Stated problem
Rewrite the items below, swapping every "Spot" for "Locate" and leaving everything else unchanged.

Dataset content
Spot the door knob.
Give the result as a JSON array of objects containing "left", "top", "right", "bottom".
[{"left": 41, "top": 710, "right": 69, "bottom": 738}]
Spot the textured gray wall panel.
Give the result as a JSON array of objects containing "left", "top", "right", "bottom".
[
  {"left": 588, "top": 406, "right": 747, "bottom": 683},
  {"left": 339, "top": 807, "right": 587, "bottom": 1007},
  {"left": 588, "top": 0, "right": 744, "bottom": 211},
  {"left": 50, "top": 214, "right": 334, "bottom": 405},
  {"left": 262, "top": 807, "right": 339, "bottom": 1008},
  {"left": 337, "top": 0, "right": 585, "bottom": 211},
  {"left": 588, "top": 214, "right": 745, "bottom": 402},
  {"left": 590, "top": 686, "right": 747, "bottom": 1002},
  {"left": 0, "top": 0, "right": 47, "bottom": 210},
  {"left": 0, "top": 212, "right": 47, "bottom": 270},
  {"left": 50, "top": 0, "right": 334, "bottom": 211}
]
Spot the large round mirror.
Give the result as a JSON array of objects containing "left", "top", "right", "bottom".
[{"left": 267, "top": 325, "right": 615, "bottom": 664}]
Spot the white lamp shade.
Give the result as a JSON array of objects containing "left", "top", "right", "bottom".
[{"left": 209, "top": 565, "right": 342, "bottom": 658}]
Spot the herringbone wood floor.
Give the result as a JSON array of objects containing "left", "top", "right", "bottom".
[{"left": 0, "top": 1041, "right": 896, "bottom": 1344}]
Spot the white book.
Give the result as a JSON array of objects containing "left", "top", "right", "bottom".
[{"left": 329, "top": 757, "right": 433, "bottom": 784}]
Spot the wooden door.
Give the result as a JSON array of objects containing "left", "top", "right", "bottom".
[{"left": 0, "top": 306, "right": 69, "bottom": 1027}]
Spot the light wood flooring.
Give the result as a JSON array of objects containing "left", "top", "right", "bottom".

Expected output
Locate the door knob.
Give the result as a JSON array of objects containing "left", "top", "right", "bottom".
[{"left": 41, "top": 710, "right": 69, "bottom": 738}]
Locate the textured gray wall panel.
Give the result as a JSON array of objects containing "left", "top", "right", "bottom".
[
  {"left": 588, "top": 406, "right": 747, "bottom": 683},
  {"left": 339, "top": 807, "right": 587, "bottom": 1007},
  {"left": 588, "top": 0, "right": 744, "bottom": 211},
  {"left": 50, "top": 214, "right": 334, "bottom": 405},
  {"left": 262, "top": 807, "right": 339, "bottom": 1008},
  {"left": 337, "top": 0, "right": 585, "bottom": 211},
  {"left": 588, "top": 214, "right": 745, "bottom": 402},
  {"left": 590, "top": 686, "right": 747, "bottom": 1002},
  {"left": 0, "top": 0, "right": 47, "bottom": 210},
  {"left": 0, "top": 212, "right": 47, "bottom": 270},
  {"left": 50, "top": 0, "right": 334, "bottom": 211}
]
Locate the large round mirror.
Give the result as a JSON array of objects containing "left", "top", "right", "bottom".
[{"left": 267, "top": 325, "right": 615, "bottom": 664}]
Locate the white lamp shade.
Give the result as a JSON array of objects containing "left", "top", "right", "bottom".
[{"left": 209, "top": 565, "right": 342, "bottom": 658}]
Locate the herringbone wood floor.
Give the result as a JSON array of objects containing "left", "top", "right", "bottom".
[{"left": 0, "top": 1041, "right": 896, "bottom": 1344}]
Locate the white book.
Give the result as a JSON array of objects containing "left", "top", "right", "bottom".
[{"left": 329, "top": 757, "right": 433, "bottom": 784}]
Locate the wooden door.
Give the result as a JSON array of objects containing "left", "top", "right", "bottom".
[{"left": 0, "top": 306, "right": 69, "bottom": 1027}]
Locate the light wood flooring.
Give the result as a JSON array of objects containing "left", "top", "right", "bottom".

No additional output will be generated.